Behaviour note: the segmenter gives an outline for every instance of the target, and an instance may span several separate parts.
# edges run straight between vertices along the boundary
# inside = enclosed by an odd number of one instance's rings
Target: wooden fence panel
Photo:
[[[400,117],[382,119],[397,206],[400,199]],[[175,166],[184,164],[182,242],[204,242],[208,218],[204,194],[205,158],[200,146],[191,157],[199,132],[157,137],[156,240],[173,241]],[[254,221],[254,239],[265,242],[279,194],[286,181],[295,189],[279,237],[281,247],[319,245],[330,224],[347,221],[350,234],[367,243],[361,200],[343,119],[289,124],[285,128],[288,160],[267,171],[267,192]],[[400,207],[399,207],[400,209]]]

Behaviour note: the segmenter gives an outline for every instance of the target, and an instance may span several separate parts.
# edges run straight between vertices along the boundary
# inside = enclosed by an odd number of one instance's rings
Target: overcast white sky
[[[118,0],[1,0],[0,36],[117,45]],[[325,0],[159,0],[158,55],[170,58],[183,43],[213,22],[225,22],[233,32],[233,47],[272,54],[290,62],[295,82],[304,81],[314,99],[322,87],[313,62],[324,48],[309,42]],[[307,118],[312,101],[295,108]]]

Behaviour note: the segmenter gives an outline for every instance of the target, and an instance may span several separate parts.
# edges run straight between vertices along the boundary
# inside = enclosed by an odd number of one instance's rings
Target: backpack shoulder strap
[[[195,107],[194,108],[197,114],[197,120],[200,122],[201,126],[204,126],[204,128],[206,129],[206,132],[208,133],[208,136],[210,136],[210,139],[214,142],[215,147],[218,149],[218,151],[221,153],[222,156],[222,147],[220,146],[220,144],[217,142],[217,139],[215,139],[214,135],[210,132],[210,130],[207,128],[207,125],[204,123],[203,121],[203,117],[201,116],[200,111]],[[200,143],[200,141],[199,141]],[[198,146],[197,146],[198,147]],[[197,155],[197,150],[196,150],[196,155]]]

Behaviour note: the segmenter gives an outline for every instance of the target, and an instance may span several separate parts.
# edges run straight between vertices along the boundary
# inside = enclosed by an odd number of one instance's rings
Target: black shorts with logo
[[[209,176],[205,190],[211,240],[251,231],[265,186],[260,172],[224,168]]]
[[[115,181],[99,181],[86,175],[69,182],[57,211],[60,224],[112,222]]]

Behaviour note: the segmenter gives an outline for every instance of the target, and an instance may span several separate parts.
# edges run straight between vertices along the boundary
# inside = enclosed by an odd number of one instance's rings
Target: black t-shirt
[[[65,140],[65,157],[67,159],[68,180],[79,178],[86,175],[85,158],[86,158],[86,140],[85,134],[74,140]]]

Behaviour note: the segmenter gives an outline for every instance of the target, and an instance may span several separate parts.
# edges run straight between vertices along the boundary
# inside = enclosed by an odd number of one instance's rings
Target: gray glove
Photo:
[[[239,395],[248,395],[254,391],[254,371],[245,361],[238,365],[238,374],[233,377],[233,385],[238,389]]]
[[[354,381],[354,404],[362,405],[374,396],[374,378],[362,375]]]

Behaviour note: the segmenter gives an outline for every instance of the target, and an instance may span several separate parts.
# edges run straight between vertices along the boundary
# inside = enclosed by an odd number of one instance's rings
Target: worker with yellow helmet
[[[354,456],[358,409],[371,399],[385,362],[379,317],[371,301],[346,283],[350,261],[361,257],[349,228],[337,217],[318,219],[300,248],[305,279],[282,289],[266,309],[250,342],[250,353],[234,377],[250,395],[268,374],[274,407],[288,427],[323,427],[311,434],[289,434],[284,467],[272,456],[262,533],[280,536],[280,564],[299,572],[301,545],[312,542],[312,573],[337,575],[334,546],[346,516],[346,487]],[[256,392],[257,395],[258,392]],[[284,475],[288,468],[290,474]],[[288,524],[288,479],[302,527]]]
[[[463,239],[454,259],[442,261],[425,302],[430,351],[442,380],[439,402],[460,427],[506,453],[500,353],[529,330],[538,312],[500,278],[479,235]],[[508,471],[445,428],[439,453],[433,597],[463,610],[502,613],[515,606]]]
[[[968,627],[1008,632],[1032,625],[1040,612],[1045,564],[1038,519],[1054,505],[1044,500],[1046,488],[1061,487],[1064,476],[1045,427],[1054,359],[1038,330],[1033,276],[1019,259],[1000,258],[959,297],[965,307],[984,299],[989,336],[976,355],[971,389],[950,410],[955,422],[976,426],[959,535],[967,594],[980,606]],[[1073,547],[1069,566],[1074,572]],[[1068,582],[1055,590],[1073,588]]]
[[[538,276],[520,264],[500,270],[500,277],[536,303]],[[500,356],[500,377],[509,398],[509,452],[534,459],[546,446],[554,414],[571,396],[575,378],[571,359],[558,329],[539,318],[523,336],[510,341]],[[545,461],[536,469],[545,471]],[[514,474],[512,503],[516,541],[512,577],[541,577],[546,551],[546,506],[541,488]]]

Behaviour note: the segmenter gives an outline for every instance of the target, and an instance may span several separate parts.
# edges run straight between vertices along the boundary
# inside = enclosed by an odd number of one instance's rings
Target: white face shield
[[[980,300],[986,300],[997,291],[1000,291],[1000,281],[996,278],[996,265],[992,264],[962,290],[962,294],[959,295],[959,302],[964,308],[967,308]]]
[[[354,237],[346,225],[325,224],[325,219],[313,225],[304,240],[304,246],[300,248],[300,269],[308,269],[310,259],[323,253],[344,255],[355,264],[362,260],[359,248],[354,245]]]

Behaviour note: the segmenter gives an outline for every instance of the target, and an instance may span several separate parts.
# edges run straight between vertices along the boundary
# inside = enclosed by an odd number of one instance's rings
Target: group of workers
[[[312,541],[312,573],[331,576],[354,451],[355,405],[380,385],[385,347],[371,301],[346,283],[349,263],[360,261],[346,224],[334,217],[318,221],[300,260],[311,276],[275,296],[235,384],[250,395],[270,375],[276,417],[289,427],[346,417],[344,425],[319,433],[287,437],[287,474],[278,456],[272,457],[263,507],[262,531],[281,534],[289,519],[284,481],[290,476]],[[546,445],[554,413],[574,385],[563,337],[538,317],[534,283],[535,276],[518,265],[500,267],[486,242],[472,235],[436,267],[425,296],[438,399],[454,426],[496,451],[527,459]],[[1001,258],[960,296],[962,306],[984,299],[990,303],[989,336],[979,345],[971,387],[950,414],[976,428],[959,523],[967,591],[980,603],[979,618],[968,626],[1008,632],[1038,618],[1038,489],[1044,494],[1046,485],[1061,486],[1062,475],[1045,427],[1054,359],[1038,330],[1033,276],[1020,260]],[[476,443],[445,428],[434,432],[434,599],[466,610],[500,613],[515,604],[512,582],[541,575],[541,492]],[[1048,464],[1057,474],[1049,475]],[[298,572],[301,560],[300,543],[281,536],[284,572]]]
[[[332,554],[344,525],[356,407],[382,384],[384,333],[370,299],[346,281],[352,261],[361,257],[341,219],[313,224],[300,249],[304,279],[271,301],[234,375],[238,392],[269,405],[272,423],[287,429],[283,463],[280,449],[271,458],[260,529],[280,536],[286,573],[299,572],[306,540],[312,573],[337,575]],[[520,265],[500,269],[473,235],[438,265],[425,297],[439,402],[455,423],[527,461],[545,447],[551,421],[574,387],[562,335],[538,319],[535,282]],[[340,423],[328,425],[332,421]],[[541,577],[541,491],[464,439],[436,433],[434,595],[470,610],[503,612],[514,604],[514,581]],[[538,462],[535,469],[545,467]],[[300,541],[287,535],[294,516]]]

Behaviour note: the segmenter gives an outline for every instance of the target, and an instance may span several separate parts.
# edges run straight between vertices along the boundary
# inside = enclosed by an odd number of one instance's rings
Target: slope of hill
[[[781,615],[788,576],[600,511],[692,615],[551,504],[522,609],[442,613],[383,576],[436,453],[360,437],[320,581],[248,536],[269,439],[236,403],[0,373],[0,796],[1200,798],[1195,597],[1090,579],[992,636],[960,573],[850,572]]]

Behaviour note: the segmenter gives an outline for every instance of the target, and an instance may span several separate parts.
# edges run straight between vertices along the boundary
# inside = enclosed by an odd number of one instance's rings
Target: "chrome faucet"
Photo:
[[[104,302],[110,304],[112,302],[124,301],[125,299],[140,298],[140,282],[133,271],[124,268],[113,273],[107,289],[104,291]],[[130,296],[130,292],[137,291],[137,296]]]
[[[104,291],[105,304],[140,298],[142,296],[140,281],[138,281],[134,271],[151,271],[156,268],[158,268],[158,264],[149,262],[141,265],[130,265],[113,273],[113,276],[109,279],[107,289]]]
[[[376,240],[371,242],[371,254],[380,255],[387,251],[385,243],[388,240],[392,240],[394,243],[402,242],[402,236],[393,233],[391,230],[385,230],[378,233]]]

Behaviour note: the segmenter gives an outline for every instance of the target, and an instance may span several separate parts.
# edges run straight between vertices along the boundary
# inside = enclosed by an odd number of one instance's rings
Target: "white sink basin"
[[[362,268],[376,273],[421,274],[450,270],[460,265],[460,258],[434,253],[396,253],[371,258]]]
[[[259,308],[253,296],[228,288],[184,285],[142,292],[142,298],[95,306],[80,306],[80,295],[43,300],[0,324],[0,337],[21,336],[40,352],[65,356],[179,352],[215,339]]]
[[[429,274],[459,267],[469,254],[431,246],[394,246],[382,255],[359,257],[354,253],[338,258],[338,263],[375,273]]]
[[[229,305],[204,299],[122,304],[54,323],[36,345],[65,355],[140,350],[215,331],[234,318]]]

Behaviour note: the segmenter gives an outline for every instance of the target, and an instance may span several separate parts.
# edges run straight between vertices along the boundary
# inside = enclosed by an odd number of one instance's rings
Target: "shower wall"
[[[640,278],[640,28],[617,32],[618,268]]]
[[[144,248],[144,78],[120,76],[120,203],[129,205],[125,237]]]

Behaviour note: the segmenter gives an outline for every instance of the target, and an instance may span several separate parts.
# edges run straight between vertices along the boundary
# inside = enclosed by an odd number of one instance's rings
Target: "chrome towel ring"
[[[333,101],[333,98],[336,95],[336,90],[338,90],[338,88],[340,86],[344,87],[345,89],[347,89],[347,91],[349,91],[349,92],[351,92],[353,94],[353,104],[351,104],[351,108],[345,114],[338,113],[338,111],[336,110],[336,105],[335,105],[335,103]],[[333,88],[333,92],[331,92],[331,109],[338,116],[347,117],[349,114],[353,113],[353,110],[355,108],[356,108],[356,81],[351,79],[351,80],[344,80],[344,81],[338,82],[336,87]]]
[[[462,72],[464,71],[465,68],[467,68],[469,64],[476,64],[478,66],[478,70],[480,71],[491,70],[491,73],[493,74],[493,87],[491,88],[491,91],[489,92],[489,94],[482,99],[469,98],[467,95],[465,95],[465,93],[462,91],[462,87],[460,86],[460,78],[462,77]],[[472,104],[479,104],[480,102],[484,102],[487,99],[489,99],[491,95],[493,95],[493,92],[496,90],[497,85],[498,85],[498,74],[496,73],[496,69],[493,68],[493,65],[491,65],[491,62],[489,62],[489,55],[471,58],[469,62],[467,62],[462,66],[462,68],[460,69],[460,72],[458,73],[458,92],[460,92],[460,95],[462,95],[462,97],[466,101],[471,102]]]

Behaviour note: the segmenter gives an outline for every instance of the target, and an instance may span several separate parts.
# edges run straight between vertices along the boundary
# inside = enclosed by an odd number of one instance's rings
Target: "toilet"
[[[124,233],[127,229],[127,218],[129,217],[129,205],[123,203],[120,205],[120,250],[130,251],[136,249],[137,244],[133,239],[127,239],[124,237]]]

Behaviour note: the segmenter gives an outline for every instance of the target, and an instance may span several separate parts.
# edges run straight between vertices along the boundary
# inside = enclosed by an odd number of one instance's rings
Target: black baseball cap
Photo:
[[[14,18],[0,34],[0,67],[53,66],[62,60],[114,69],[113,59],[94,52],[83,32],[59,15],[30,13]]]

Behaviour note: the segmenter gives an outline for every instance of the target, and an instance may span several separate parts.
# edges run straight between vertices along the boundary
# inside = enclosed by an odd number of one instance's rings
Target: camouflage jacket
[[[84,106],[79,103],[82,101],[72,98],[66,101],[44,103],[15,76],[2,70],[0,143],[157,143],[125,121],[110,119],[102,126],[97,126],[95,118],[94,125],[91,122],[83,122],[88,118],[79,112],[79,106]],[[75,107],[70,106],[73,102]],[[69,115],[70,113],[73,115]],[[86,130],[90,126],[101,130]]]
◇ ◇ ◇ ◇ ◇ ◇ ◇
### WRITTEN INSTRUCTION:
Pick out every line in the rows above that contains the string "chrome" and copy each one out. Case counts when matching.

### WRITTEN SOLUTION:
Target: "chrome faucet"
Target: "chrome towel ring"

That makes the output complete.